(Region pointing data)
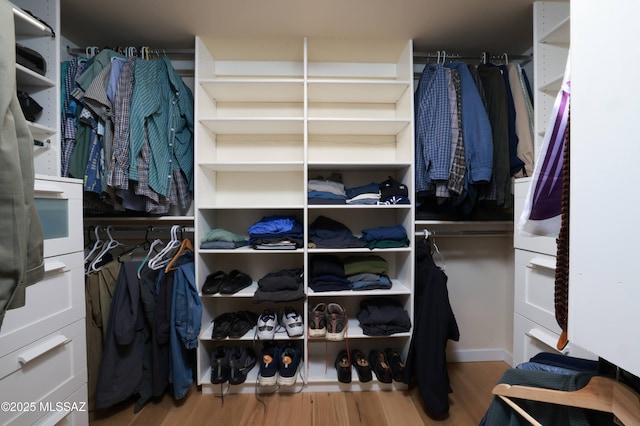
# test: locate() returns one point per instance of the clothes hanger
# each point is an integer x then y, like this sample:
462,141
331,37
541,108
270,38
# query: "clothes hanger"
429,238
185,245
97,245
152,248
110,245
162,258
600,394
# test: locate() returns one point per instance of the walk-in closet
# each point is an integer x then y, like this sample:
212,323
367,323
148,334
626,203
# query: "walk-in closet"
233,209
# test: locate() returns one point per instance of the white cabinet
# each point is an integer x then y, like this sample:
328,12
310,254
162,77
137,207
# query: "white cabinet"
43,343
535,328
272,114
604,288
44,89
551,39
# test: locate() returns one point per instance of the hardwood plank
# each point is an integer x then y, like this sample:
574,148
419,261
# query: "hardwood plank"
329,408
471,383
399,408
364,408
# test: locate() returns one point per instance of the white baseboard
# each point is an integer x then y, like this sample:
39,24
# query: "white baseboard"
476,355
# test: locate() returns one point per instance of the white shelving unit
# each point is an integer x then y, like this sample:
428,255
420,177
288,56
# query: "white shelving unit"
44,89
272,114
550,52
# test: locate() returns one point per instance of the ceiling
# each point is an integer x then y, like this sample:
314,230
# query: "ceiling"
465,27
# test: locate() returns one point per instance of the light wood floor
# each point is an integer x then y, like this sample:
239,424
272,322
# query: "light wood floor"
471,383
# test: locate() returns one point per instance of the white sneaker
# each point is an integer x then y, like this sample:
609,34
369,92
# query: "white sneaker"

| Task to complete |
Above are the records; copy each line from them that includes the string "sneaker".

| Response for this exercise |
# test: locate() returns one point per instance of the white sneaker
# query: "white sneaker"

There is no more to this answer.